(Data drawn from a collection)
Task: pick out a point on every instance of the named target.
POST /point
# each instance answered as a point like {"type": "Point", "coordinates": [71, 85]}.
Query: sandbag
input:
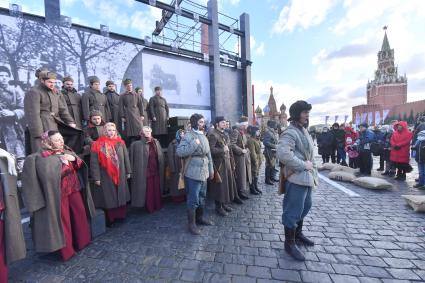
{"type": "Point", "coordinates": [417, 202]}
{"type": "Point", "coordinates": [342, 176]}
{"type": "Point", "coordinates": [328, 166]}
{"type": "Point", "coordinates": [372, 183]}
{"type": "Point", "coordinates": [345, 169]}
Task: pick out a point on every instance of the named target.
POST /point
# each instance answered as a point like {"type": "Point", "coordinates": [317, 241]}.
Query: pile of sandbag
{"type": "Point", "coordinates": [417, 202]}
{"type": "Point", "coordinates": [372, 183]}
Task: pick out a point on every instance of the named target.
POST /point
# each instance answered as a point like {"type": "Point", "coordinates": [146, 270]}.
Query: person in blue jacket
{"type": "Point", "coordinates": [366, 137]}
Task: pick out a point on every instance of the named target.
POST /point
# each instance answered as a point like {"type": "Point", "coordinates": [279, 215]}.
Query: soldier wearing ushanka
{"type": "Point", "coordinates": [131, 113]}
{"type": "Point", "coordinates": [93, 99]}
{"type": "Point", "coordinates": [44, 109]}
{"type": "Point", "coordinates": [72, 100]}
{"type": "Point", "coordinates": [113, 98]}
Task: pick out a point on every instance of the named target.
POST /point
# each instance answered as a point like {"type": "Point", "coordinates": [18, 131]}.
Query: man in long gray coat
{"type": "Point", "coordinates": [12, 242]}
{"type": "Point", "coordinates": [113, 98]}
{"type": "Point", "coordinates": [93, 99]}
{"type": "Point", "coordinates": [159, 112]}
{"type": "Point", "coordinates": [270, 143]}
{"type": "Point", "coordinates": [242, 157]}
{"type": "Point", "coordinates": [131, 112]}
{"type": "Point", "coordinates": [44, 109]}
{"type": "Point", "coordinates": [224, 192]}
{"type": "Point", "coordinates": [73, 101]}
{"type": "Point", "coordinates": [11, 117]}
{"type": "Point", "coordinates": [295, 152]}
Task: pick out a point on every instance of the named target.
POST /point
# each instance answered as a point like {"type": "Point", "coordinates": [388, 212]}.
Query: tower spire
{"type": "Point", "coordinates": [385, 43]}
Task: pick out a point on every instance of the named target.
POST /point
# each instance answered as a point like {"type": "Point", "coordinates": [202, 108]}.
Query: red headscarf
{"type": "Point", "coordinates": [401, 140]}
{"type": "Point", "coordinates": [107, 155]}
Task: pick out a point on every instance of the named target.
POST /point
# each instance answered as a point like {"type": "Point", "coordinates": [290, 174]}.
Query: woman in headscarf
{"type": "Point", "coordinates": [56, 192]}
{"type": "Point", "coordinates": [400, 149]}
{"type": "Point", "coordinates": [175, 166]}
{"type": "Point", "coordinates": [147, 161]}
{"type": "Point", "coordinates": [110, 169]}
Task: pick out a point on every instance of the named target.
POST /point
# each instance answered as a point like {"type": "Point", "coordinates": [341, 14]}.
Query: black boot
{"type": "Point", "coordinates": [256, 186]}
{"type": "Point", "coordinates": [299, 236]}
{"type": "Point", "coordinates": [274, 173]}
{"type": "Point", "coordinates": [290, 245]}
{"type": "Point", "coordinates": [193, 229]}
{"type": "Point", "coordinates": [242, 195]}
{"type": "Point", "coordinates": [268, 181]}
{"type": "Point", "coordinates": [219, 209]}
{"type": "Point", "coordinates": [200, 217]}
{"type": "Point", "coordinates": [252, 190]}
{"type": "Point", "coordinates": [227, 207]}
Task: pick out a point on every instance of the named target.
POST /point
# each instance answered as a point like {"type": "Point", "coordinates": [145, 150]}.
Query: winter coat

__Directions for this task__:
Please gather every line in the rows above that contains the word "coat".

__Task answer__:
Query: man in long gray coat
Query: winter coat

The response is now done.